* **Quoted passage**:
━━━━━━

Dimensional data are usually associated with aggregates. Key-value data are often taken from scraping the web. Even-history is used to describe events over some time period.

The nominal, ordinal, interval, ratio are not used to differentiate datasets. Rather, they are families of datatypes used to describe variables. Nominal data are those conforming to a finite set of categories with no other conditions (sex categories). Ordinal data are those conforming to an ordered finite set of categories, but the difference between adjacent categories is not necessarily uniform (Likert scale measures of satisfaction). Interval data are numeric with no zero (absence of quantity) defined (Celsius temperature). Ratio data are numeric with a defined zero (Kelvin temperature). These apply to any kind of statistical data.

The distinction between aggregate and unit data is based on the definition of the variables in the dataset. A dataset can contain both unit and aggregate data.

Access restrictions on data (e.g., public, restricted, private) are assigned by the business and can change over the life-cycle of the dataset.

━━━━━━

* **Stored records**:

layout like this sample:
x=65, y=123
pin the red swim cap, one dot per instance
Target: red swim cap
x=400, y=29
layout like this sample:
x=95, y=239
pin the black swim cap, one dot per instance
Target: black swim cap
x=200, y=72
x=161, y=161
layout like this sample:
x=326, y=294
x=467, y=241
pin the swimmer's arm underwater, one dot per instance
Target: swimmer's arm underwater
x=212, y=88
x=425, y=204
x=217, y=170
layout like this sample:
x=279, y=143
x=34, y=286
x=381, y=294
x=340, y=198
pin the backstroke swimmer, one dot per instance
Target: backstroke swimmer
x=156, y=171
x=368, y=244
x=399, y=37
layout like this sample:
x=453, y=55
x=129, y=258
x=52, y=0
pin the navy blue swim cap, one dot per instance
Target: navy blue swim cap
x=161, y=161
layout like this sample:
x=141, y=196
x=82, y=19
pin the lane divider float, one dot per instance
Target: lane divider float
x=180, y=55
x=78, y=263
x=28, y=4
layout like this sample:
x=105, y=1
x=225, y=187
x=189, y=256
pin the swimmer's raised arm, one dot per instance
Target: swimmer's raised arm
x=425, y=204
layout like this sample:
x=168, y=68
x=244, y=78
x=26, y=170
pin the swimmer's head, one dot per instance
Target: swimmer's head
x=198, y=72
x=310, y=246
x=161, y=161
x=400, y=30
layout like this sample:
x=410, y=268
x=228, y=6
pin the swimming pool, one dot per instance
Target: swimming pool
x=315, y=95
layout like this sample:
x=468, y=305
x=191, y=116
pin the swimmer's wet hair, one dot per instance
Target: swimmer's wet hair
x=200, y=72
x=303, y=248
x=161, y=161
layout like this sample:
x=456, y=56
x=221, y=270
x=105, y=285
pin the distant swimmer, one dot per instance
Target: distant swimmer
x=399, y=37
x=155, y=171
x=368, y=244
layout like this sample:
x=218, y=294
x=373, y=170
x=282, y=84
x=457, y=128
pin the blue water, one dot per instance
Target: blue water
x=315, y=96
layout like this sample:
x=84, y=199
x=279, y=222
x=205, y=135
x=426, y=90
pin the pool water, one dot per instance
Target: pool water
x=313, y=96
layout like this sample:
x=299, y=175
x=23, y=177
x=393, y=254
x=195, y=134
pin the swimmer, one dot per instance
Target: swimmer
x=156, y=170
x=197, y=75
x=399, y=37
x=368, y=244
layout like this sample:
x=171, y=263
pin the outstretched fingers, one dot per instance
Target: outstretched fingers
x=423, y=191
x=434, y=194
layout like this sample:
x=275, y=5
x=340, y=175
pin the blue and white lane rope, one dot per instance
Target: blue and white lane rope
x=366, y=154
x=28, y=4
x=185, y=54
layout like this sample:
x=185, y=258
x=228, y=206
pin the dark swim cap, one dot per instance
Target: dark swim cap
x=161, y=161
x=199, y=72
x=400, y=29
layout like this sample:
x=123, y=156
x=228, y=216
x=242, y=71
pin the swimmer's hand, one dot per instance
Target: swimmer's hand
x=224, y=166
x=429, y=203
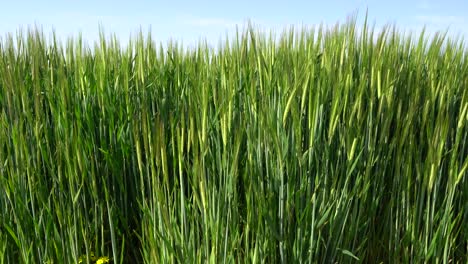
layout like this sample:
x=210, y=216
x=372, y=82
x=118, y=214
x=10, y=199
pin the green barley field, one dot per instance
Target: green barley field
x=341, y=144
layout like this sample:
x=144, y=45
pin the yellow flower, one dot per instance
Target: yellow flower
x=103, y=260
x=94, y=259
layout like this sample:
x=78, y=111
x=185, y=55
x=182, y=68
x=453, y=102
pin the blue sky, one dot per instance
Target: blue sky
x=189, y=21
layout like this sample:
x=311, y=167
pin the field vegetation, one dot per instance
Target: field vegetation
x=329, y=144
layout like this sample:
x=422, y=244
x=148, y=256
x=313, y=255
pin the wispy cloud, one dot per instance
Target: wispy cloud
x=425, y=5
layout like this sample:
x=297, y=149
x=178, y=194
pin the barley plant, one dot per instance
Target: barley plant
x=339, y=144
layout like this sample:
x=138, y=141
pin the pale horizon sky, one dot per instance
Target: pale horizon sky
x=190, y=21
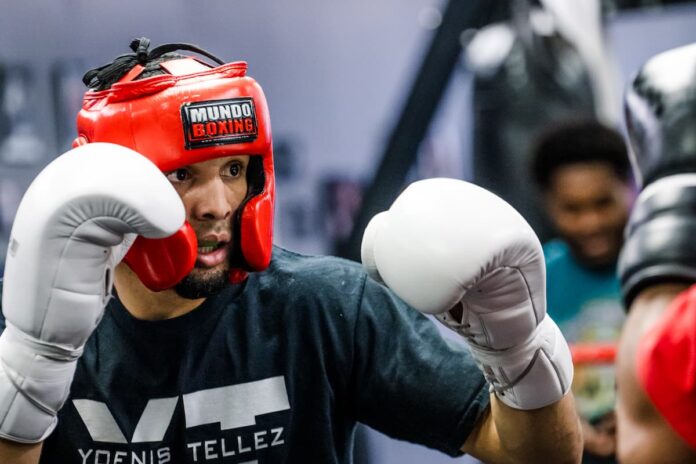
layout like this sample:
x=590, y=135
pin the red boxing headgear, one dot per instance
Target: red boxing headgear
x=192, y=113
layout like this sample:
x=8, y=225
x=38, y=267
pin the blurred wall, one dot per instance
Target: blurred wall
x=334, y=74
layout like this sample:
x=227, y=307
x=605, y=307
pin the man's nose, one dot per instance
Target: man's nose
x=211, y=201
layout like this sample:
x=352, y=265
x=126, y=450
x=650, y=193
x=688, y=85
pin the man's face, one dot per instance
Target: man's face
x=211, y=192
x=589, y=205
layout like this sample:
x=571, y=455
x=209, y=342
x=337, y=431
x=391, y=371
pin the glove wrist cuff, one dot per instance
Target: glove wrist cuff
x=530, y=375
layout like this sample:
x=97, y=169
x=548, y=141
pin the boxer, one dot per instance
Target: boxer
x=216, y=346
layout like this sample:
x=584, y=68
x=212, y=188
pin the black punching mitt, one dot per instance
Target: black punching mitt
x=660, y=110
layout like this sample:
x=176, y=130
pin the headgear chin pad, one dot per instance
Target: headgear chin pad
x=191, y=113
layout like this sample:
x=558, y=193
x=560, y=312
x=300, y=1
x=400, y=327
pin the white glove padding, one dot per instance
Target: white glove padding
x=447, y=245
x=67, y=236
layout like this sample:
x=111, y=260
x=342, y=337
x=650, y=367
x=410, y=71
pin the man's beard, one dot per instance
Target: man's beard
x=195, y=285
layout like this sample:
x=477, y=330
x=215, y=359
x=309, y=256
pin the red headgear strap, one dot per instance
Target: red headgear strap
x=191, y=114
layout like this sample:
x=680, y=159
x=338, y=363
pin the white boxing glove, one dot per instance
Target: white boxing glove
x=455, y=250
x=67, y=236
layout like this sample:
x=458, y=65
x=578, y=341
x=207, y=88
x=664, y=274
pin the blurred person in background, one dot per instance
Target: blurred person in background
x=582, y=169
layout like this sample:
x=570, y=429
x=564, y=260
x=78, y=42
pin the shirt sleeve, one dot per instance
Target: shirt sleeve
x=410, y=383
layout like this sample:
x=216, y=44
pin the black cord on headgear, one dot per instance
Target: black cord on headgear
x=105, y=75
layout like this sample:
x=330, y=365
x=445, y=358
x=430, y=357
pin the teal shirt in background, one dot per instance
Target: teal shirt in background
x=586, y=305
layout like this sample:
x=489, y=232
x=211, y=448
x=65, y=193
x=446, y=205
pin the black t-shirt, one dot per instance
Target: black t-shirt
x=276, y=370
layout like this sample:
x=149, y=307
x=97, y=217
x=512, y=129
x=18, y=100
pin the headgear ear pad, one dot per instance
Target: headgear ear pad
x=191, y=114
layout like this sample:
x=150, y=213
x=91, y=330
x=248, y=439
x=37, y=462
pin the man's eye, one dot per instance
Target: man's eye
x=179, y=175
x=235, y=170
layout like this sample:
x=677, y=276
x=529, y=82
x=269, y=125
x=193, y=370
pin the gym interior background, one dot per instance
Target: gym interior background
x=364, y=96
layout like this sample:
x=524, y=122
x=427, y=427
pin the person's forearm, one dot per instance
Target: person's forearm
x=18, y=453
x=519, y=432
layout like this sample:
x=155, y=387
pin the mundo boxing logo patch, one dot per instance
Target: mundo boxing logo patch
x=219, y=122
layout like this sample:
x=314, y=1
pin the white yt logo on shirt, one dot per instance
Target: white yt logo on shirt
x=232, y=407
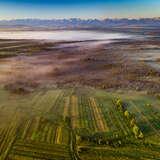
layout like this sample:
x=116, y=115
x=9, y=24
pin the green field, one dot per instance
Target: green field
x=79, y=124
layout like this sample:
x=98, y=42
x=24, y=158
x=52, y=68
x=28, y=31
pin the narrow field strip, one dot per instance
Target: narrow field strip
x=58, y=135
x=66, y=107
x=102, y=126
x=74, y=112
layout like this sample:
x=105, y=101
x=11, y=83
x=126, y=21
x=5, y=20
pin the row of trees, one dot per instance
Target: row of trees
x=130, y=118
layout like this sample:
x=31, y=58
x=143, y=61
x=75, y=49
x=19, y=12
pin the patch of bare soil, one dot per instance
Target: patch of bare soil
x=107, y=66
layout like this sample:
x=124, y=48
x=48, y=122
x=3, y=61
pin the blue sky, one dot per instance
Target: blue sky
x=48, y=9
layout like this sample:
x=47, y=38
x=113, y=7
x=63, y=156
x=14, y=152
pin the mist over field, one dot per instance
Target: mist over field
x=79, y=80
x=63, y=35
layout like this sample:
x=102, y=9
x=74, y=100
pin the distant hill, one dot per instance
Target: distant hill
x=81, y=23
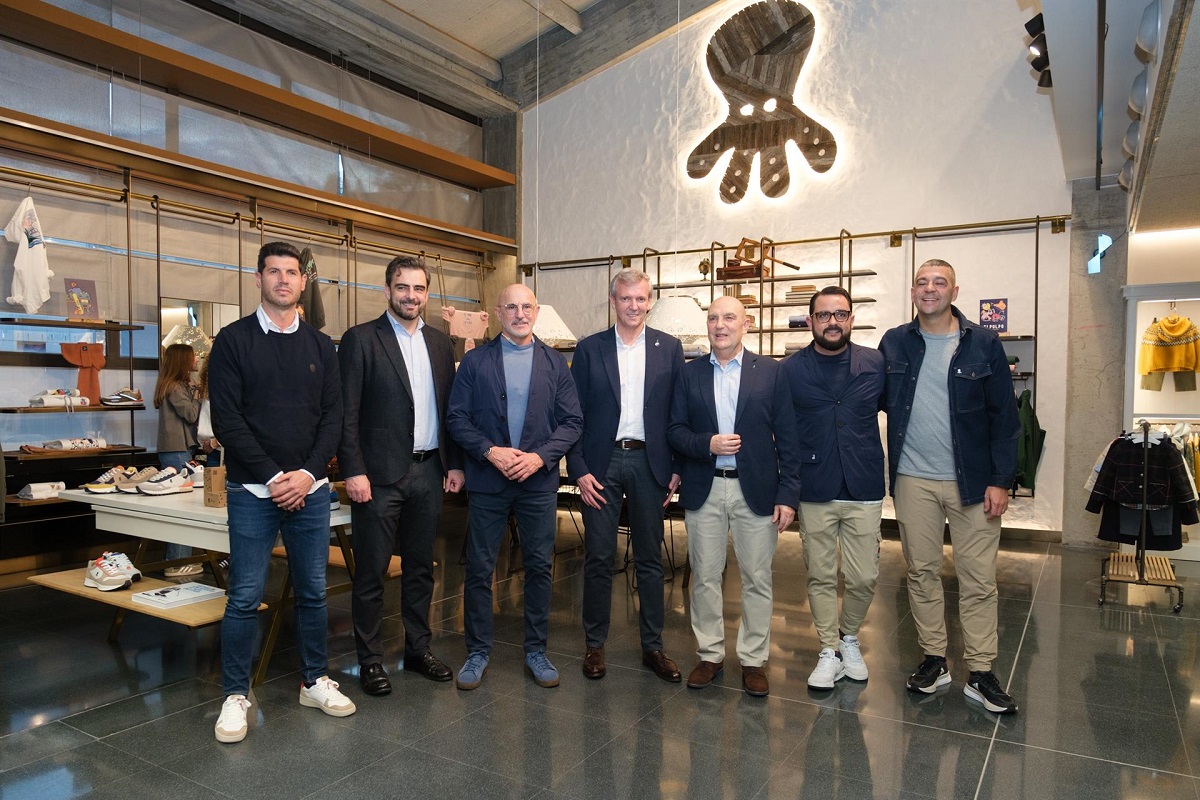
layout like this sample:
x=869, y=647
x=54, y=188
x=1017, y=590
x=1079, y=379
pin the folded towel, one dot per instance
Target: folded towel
x=42, y=491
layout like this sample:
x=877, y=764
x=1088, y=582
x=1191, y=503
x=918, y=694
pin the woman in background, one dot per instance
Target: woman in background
x=179, y=408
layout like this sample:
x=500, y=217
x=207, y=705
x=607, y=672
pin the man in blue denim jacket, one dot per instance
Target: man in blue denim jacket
x=952, y=451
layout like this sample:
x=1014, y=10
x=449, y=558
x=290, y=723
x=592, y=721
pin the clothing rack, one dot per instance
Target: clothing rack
x=1138, y=567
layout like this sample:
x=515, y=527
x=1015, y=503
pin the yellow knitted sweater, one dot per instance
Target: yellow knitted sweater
x=1171, y=344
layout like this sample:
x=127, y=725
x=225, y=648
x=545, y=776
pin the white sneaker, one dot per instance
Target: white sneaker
x=106, y=576
x=167, y=481
x=232, y=723
x=852, y=657
x=323, y=695
x=123, y=563
x=829, y=669
x=130, y=483
x=196, y=471
x=107, y=482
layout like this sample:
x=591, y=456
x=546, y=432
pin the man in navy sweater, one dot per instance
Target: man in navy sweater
x=837, y=386
x=515, y=413
x=276, y=398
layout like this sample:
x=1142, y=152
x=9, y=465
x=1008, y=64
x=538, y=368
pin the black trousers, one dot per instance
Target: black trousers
x=629, y=476
x=400, y=518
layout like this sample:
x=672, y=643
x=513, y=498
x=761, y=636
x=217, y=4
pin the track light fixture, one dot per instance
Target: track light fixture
x=1035, y=26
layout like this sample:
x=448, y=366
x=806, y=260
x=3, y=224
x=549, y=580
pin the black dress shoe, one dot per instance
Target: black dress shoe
x=663, y=666
x=373, y=679
x=427, y=665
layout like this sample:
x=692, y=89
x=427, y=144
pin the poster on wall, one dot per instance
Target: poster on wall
x=82, y=299
x=994, y=314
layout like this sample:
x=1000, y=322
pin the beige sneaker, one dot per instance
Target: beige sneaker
x=323, y=695
x=232, y=723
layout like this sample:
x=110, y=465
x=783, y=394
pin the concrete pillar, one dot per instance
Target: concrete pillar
x=1096, y=348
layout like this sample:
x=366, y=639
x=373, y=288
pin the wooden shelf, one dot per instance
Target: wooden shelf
x=83, y=324
x=774, y=278
x=114, y=450
x=60, y=409
x=193, y=615
x=15, y=500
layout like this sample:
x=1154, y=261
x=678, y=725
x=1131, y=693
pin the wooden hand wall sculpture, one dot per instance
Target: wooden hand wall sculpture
x=755, y=58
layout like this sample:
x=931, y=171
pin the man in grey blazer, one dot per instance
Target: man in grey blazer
x=625, y=377
x=397, y=459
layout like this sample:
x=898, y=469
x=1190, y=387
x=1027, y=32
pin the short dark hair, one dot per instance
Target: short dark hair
x=827, y=292
x=276, y=248
x=406, y=263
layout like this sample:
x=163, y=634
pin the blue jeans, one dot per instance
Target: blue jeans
x=175, y=458
x=489, y=515
x=253, y=523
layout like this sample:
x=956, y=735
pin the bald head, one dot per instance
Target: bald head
x=517, y=310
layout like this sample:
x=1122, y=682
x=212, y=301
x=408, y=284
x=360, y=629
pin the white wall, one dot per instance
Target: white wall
x=937, y=121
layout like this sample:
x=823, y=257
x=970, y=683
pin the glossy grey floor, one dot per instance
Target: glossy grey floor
x=1110, y=702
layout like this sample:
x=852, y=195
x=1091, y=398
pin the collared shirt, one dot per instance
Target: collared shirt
x=631, y=368
x=726, y=383
x=420, y=378
x=263, y=491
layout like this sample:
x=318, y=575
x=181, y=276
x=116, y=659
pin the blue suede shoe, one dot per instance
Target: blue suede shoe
x=472, y=673
x=544, y=673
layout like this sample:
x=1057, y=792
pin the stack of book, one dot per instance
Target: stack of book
x=799, y=293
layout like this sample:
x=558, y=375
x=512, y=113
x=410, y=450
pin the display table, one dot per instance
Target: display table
x=184, y=519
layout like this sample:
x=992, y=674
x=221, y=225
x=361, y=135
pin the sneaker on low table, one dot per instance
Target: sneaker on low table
x=106, y=576
x=130, y=483
x=107, y=482
x=167, y=481
x=123, y=563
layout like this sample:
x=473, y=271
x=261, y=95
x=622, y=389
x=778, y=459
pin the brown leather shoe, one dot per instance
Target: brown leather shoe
x=663, y=666
x=754, y=680
x=593, y=663
x=705, y=673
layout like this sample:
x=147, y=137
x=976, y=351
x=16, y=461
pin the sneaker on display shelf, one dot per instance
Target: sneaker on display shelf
x=106, y=576
x=130, y=483
x=167, y=481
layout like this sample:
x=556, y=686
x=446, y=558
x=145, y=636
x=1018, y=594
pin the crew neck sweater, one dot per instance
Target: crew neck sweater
x=276, y=400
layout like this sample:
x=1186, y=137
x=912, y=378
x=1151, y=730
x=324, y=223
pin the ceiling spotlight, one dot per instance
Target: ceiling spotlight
x=1035, y=25
x=1139, y=94
x=1132, y=139
x=1147, y=31
x=1126, y=176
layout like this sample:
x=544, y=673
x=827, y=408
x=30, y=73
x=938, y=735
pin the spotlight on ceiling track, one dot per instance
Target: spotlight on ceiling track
x=1035, y=26
x=1139, y=94
x=1147, y=31
x=1126, y=176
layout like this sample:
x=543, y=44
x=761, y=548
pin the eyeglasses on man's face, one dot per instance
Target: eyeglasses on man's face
x=511, y=307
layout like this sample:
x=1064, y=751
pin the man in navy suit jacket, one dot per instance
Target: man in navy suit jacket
x=733, y=425
x=515, y=414
x=837, y=388
x=625, y=377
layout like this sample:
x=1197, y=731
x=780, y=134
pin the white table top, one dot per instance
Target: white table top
x=186, y=507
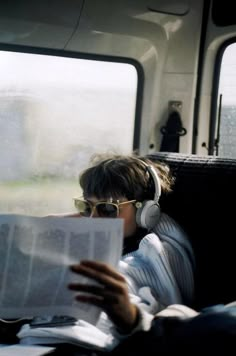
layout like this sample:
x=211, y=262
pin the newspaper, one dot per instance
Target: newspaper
x=35, y=255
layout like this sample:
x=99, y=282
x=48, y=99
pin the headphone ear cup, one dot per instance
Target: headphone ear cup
x=148, y=214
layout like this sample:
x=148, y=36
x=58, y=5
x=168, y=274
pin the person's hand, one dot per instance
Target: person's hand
x=111, y=294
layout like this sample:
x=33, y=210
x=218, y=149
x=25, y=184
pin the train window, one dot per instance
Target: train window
x=55, y=113
x=226, y=127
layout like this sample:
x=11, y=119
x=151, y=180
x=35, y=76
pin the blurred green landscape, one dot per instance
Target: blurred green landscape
x=38, y=197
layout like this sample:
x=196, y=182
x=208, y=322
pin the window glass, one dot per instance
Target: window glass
x=226, y=127
x=55, y=113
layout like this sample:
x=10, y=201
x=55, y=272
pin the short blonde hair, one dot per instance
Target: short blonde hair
x=116, y=176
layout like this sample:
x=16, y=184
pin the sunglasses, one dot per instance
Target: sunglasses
x=104, y=209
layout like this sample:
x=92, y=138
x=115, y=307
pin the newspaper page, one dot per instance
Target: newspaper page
x=35, y=255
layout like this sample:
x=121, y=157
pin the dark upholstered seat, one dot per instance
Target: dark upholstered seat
x=203, y=201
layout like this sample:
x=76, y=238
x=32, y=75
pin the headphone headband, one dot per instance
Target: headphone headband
x=156, y=179
x=148, y=215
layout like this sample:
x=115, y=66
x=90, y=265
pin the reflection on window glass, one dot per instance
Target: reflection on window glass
x=55, y=113
x=227, y=91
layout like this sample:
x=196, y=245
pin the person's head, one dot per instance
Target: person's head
x=126, y=182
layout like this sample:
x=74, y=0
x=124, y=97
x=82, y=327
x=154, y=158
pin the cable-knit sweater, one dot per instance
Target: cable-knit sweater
x=161, y=271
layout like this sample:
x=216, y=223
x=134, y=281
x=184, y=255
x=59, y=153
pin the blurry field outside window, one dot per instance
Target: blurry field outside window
x=227, y=93
x=55, y=113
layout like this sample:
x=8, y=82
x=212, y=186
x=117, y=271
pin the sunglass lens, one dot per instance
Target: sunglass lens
x=83, y=207
x=107, y=210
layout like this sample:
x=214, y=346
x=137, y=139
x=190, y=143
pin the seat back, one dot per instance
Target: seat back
x=203, y=203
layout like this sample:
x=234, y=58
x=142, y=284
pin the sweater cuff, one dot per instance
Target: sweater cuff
x=143, y=324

━━━━━━

* **Challenge A**: Count the lines in the records that contain the string "hand", and reply with the number alone.
* **Challenge B**: Extend the passage on classifying statistical data, picking up right after its final sentence.

* **Final answer A**: 6

* **Final answer B**:
The domain for a dataset is defined by the subject field that data apply to. However, some datasets are merged from others, so a merged set can have the combination of its constituents. There seems to be no restriction on the number of subject fields.

Mode of transmission is not definitional for a dataset, as a single dataset can be obtained multiple ways. The phases of GSBPM may not be useful, as a single dataset can pass through a phase without change. Further, the phases impose a usage criterion (data for collection; data for editing; etc.) that seems arbitrary and would be useless in another domain (outside statistics).

Similarly, the explorative, temporary, and organizational categorization is based on intent, rather than the data per se. Plus, the categorization could change without any change to the data. If we change the organizational structure described above (rectangular, etc.), then we should call that a new dataset.

FranckCo commented 3 years ago

Decided at the May 25 meeting:

create four sub-classes of coos:StatisticalDataset corresponding to the types listed by Dan above, say coos:RectangularDataset, coos:EventHistoryDataset, coos:DimensionalDataset and coos:KeyValueDataset.
all other categorizations should be rendered by properties with enumerated ranges (concept schemes)

FranckCo commented 3 years ago

Remaining questions:

should we create a Metadataset sub-class of coos:StatisticalDataset?
Where would graph data (RDF, property graph) go in the typology chosen?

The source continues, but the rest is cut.